* GOAL A
In the postfix notation text, what value does the expression "2 3 5 + *" finally give?
* GOAL B
Please rewrite the postfix notation text from "After the example, we" to "visit actual node.", changing "subtree" to "branch".

* DOCUMENT EXCERPT
--- --- ---
Postfix notation, also often called Reverse Polish notation, is a mathematical notation where every operator follows all of its operands. The normal used notation, called Polish notation, puts the operator in infix position. So the term "1+2+3" would look in postfix notation "1 2 + 3 +". Both represent exactly the same expression, just in two different ways.
Postfix notation has two important characteristics:

Consider "2*(3+5)" (where you require the brackets), this is in postfix "2 3 5 + *". Evaluation begins from left to right and when an operator comes up, it is used with both previous operands resulting in "2 8 *" which gives finally 16. There are several ways to convert from infix to postfix. A formal way is to create the abstract syntax tree and then post-traverse it to get the postfix notation. This chapter will exemplary show this approach only in pen-and-paper style, assuming we already have the abstract syntax tree, but without creating the abstract syntax tree from infix notation - this will be shown in chapter 4.
After the example, we will discuss a stack-based algorithm to create a postfix notation directly from infix notation (without astract syntax tree) and another stack-based algorithm to evaluate the postfix notation.

[Back to top]


4.2 Abstract syntax tree and post-traversal

Each mathematical expression can be given as a tree. Of course there are algorithms, but let's start with the manual creation of such a tree from infix notation.
Consider the term "(3+5)*2+(6-3)" - the corresponding syntax tree comes here:

Syntax tree

If you have such a syntax tree, just travel it in postorder. Postorder means that at each node you do the following: 1) travel left subtree 2) travel right subtree 3) visit actual node.

Syntax tree postorder

So the red line shows the postorder travel way and the green numbers the 'stations' on the way. At position 1 we have unvisitied subtree so we continue; the same with position 2. At position 3 there is neither a left nor a right subtree to travel, so it's the last time we come around position 3, therefore we note down the node value which is 3. If we continue this procedure the whole tree (until we reach the root node the last time), we have finally the postfix notation which is in this case 3 5 + 2 * 6 3 - +. In 4.4 we will finally evaluate this expression as an example. Before that let's look at the stack approach to create the postfix notation which is quite easier in implementation than the postorder tree traveling ;-)
--- --- ---
* RECORD EXCERPTS
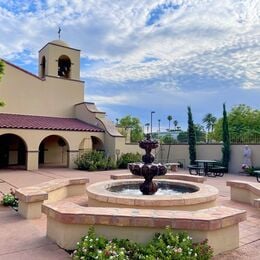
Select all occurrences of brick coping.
[227,180,260,196]
[42,201,246,231]
[110,173,207,183]
[15,178,89,202]
[87,179,218,208]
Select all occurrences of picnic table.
[164,163,180,172]
[195,160,217,176]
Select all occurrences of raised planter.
[110,173,206,183]
[227,180,260,209]
[15,178,89,219]
[42,202,246,254]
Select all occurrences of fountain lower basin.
[87,179,218,210]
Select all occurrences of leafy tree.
[160,133,175,144]
[222,103,230,169]
[118,115,143,142]
[177,131,188,143]
[167,115,172,132]
[177,124,206,143]
[202,113,217,141]
[173,120,178,130]
[188,107,196,164]
[0,60,4,107]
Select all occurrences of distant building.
[0,40,130,170]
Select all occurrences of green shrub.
[117,153,141,169]
[75,151,116,171]
[72,227,213,260]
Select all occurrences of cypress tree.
--- --- ---
* FINAL RESULT A
16

* FINAL RESULT B
After the example, we will discuss a stack-based algorithm to create a postfix notation directly from infix notation (without astract syntax tree) and another stack-based algorithm to evaluate the postfix notation.

[Back to top]


4.2 Abstract syntax tree and post-traversal

Each mathematical expression can be given as a tree. Of course there are algorithms, but let's start with the manual creation of such a tree from infix notation.
Consider the term "(3+5)*2+(6-3)" - the corresponding syntax tree comes here:

Syntax tree

If you have such a syntax tree, just travel it in postorder. Postorder means that at each node you do the following: 1) travel left branch 2) travel right branch 3) visit actual node.